_Kutipan Pilihan_
Dalam Islam, perbedaan adalah bagian dari sunnatullah (hukum Allah). Jika Allah mau, sebenarnya bisa saja manusia dibuat menjadi seragam.
Tapi manusia dibiarkan oleh-Nya dalam kondisi berbeda-beda (QS. Hud [11]: 118). Itulah mengapa, manusia tidak akan terlepas dari perbedaan.
Meski demikian, bukan berarti semua perbedaan itu dibenarkan. Selama perbedaan bukan dalam hal fundamental dalam agama, seperti perbedaan pemahaman masalah cabang fikih, dan tak merusak persatuan, masih bisa ditolerir. Tapi, kalau yang sudah menyangkut yang fundamental, misalnya Tuhan umat Islam adalah Allah, Nabinya adalah Muhammad, itu tidak bisa diganggu gugat, alias tidak bisa dijadikan perbedaan.
Sejak zaman Nabi pun ada banyak sekali contoh perbedaan-perbedaan. Tapi, yang menarik dari semua itu, perbedaan tidak sampai memutuskan pertemanan mereka. Hubungan guru-murid masih terjaga, perkawanan terpelihara, persahabatan masih erat, dan mereka masih menjalin silaturahim.
Terkait hal ini, Syekh Jamaluddin al-Qasimi dalam buku “Qawa’idu at-Tahdiits” (371) menggambarkan dengan sangat indah contoh perbedaan-perbedaan dalam sejarah umat Islam. Kata beliau, di kalangan sahabat dan tabi’in ada perbedaan pendapat misalnya: mengeraskan bacaan basmalah saat shalat dan ada yang tidak; ada yang qunut shubuh, ada yang tidak; ada yang wudhu setelah berbekam, dan ada yang tidak. Menarinya, mereka tetap shalat bersama-sama, seolah-olah perbedaan tidak memecah-belah persatuan mereka.
Dari empat madzhab pun juga dicontohkan dengan sangat indah. Misalnya Imam Syafi’i. Suatu hari, beliau shalat Shubuh di dekat makam Imam Abu Hanifah. Pada saat itu, beliau tidak membaca qunut sebagai bentuk menjaga adab kepada Abu Hanifah yang tak qunut shubuh.

_Data yang Diberikan_
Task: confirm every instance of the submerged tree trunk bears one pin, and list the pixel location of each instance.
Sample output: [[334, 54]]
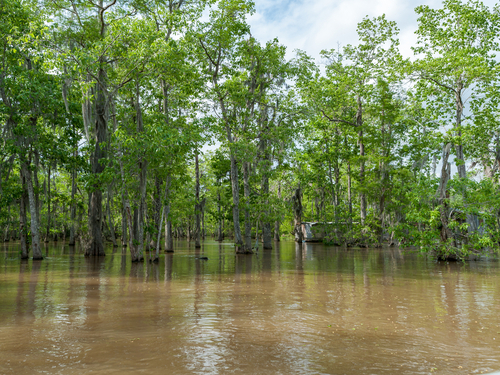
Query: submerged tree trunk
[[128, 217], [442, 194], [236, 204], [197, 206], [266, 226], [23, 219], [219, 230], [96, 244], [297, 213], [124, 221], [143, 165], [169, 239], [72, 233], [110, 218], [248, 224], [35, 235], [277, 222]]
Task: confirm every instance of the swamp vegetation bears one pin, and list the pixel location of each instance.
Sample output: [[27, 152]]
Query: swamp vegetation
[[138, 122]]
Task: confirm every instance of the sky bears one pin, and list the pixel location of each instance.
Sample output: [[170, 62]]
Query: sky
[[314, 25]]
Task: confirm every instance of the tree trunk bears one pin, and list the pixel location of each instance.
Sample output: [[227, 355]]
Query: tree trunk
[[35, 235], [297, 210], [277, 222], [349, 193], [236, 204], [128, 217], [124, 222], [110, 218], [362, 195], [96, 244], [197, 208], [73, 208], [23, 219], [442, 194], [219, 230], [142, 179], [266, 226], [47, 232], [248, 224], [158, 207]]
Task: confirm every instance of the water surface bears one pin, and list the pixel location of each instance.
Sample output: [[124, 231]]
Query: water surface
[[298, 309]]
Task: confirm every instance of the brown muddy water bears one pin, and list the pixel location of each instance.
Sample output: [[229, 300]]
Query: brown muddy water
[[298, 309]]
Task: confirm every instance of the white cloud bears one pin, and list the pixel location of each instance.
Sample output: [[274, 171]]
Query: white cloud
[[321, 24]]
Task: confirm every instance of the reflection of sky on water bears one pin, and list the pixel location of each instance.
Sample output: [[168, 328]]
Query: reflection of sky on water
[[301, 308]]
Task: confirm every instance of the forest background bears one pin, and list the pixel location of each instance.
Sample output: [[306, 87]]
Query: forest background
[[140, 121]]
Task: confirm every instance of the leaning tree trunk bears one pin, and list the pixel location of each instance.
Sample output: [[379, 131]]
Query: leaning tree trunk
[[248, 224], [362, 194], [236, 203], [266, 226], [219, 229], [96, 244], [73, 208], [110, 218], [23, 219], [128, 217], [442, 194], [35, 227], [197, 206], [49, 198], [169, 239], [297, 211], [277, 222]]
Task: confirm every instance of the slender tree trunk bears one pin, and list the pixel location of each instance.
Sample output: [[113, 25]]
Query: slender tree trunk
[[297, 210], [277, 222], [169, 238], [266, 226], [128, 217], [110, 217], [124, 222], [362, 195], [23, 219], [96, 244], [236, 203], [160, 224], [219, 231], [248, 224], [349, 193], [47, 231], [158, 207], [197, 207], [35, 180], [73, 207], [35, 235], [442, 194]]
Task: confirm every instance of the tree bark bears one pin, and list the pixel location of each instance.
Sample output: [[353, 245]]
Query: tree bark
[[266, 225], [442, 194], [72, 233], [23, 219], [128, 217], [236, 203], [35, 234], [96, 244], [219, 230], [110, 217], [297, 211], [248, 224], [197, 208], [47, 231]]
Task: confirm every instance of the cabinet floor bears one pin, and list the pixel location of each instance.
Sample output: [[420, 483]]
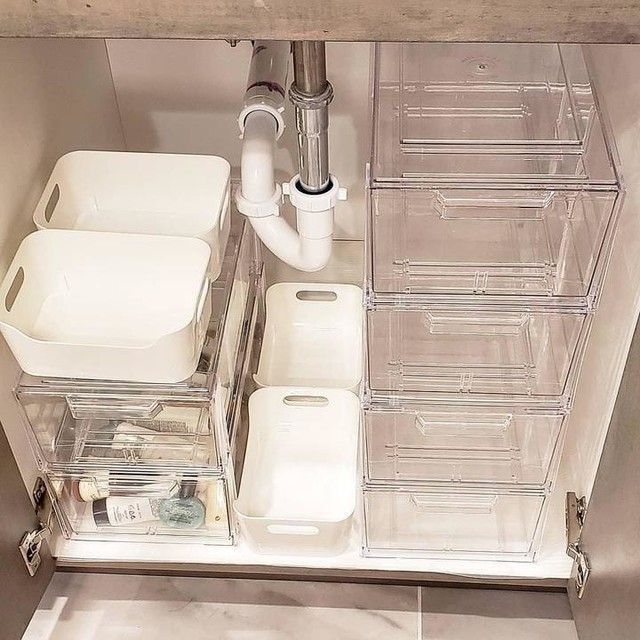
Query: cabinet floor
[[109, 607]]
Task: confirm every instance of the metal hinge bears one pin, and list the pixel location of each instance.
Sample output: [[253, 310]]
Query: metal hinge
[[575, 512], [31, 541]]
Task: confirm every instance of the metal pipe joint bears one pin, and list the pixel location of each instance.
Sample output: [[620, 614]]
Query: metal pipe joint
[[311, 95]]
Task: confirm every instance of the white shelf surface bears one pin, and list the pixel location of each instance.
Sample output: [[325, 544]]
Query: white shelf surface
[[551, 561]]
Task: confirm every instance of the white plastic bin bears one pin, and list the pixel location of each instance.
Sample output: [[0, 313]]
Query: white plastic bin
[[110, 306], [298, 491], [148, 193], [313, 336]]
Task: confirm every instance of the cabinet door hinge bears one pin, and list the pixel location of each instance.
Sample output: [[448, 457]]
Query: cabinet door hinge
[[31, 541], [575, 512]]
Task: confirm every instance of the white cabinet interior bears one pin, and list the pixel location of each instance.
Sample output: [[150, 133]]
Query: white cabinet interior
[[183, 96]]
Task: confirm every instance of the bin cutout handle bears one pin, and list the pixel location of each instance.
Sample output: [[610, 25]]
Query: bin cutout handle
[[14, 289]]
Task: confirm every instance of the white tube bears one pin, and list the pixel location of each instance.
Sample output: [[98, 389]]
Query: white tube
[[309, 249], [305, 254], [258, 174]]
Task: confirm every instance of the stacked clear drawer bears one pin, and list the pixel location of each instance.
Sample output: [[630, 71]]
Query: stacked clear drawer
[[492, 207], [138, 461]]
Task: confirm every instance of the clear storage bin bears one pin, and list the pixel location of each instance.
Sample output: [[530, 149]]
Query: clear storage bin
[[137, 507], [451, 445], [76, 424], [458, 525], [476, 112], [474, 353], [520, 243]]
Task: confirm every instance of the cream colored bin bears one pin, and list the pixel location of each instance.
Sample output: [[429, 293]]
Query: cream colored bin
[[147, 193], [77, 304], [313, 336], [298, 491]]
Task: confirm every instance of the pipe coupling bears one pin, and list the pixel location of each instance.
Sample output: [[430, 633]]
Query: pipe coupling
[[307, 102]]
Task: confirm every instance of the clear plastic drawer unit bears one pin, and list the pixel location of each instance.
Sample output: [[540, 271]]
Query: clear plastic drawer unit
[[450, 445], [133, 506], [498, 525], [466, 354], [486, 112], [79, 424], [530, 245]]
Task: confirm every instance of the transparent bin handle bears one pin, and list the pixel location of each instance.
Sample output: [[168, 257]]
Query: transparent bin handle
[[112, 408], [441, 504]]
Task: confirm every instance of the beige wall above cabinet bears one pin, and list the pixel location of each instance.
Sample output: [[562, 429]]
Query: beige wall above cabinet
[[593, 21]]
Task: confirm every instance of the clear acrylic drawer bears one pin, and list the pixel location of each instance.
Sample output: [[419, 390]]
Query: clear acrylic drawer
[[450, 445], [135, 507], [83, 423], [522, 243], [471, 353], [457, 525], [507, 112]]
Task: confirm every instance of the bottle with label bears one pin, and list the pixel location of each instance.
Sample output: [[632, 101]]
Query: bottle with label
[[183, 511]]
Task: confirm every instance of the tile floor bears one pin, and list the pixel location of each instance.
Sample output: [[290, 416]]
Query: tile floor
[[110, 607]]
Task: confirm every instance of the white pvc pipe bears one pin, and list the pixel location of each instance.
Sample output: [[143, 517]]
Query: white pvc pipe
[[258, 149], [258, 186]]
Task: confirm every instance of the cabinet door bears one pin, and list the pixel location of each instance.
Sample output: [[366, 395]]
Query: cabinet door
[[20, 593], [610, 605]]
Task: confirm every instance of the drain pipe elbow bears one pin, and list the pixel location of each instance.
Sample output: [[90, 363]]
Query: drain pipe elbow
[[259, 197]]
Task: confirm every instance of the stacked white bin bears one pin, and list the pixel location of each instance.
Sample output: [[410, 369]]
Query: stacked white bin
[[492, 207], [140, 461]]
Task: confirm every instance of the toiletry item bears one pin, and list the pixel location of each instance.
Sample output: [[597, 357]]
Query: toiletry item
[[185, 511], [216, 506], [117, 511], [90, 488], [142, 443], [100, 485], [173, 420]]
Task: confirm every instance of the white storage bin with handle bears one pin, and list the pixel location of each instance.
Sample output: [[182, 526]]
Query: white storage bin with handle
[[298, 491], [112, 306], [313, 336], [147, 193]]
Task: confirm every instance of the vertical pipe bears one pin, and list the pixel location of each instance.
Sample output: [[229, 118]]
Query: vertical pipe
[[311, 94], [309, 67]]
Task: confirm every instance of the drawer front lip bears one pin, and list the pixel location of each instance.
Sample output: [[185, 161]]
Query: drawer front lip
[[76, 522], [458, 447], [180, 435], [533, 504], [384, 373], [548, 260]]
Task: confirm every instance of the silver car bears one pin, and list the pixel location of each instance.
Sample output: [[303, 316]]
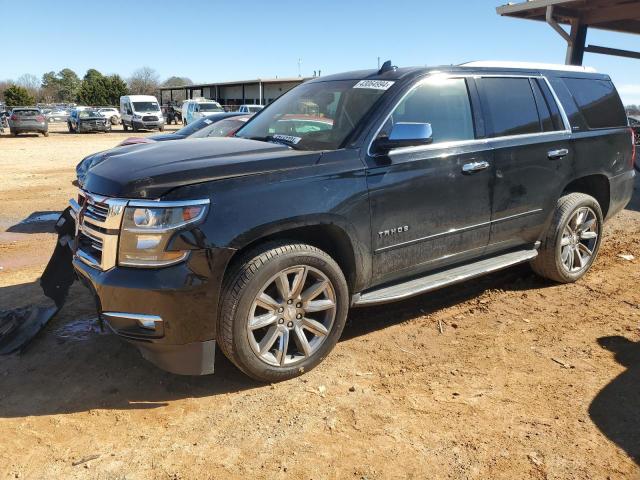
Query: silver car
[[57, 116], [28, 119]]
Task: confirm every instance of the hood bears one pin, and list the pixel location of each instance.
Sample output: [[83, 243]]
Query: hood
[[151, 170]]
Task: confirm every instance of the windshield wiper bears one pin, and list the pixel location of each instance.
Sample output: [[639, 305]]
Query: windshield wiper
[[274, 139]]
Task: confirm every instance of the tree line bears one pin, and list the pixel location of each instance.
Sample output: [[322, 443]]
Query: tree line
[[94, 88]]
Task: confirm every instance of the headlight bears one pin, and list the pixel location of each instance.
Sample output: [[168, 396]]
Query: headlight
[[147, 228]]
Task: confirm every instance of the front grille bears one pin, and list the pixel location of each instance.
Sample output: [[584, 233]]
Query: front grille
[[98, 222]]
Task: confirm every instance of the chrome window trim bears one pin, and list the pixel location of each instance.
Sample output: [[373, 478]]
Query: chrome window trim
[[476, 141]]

_Soal Latihan 1_
Sebutkan semua contoh perbedaan pendapat di kalangan sahabat dan tabi'in yang dikutip dari Syekh Jamaluddin al-Qasimi dalam teks tentang perbedaan dalam Islam.
_Soal Latihan 2_
Kutip bagian teks tentang perbedaan dalam Islam mulai dari kata-kata yang memuat "Dalam Islam, perbedaan" sampai setelah "terlepas dari perbedaan.".
Entri di atas sama sekali tidak dipakai di sini.

_Jawaban Akhir 1_
- Mengeraskan bacaan basmalah saat shalat
- Qunut shubuh
- Wudhu setelah berbekam

_Jawaban Akhir 2_
Dalam Islam, perbedaan adalah bagian dari sunnatullah (hukum Allah). Jika Allah mau, sebenarnya bisa saja manusia dibuat menjadi seragam.
Tapi manusia dibiarkan oleh-Nya dalam kondisi berbeda-beda (QS. Hud [11]: 118). Itulah mengapa, manusia tidak akan terlepas dari perbedaan.